* Task requirements
Rewrite the stretch of material from its start through the line containing "x=386 y=300", replacing "utility pole" with "power pole" and keeping everything else the same. Leave the picture out of your answer.

>> START Data in this exercise

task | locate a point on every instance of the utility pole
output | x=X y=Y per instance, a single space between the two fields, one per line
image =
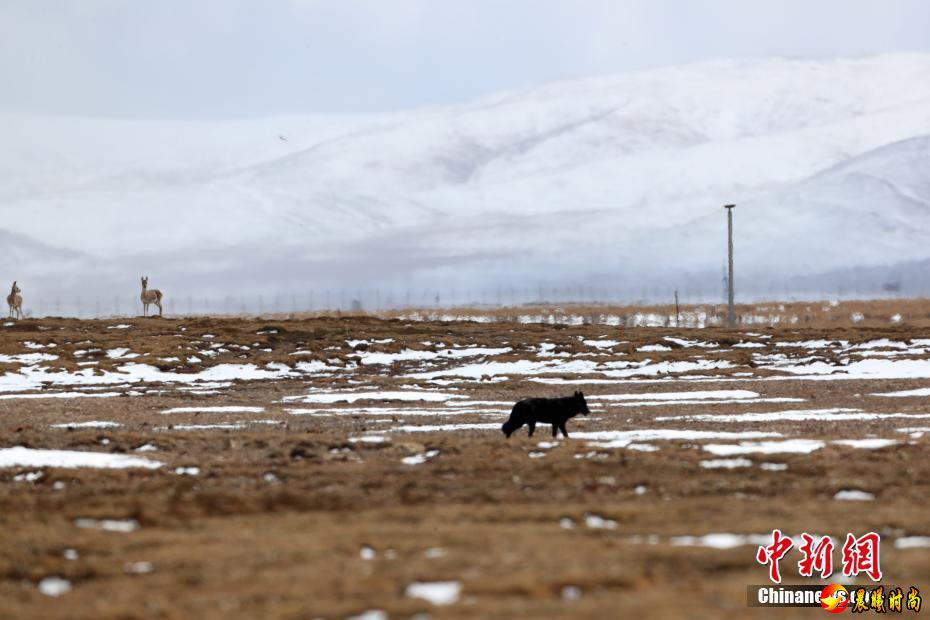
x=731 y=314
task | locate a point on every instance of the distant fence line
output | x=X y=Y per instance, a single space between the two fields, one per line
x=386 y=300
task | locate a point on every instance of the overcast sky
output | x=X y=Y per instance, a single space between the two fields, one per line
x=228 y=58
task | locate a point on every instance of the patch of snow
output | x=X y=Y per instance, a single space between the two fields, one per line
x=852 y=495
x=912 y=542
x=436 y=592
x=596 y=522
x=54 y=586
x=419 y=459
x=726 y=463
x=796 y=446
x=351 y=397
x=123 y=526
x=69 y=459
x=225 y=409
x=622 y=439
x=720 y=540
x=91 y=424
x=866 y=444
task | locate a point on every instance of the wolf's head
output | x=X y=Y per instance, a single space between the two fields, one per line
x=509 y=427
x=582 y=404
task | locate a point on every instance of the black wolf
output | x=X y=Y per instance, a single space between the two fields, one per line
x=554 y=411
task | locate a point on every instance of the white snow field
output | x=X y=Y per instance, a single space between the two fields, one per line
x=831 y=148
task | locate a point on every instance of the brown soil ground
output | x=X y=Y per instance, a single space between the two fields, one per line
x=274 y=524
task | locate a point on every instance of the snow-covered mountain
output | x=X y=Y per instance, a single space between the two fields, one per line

>> END Data in this exercise

* Correct result
task | locate a point on every instance of the power pole
output | x=X y=Y per instance, a single space between the two fields, one per line
image =
x=731 y=314
task | locate a point on every instance of the distant fence line
output | x=X y=Y per instance, a single space between the two fields, one per line
x=386 y=300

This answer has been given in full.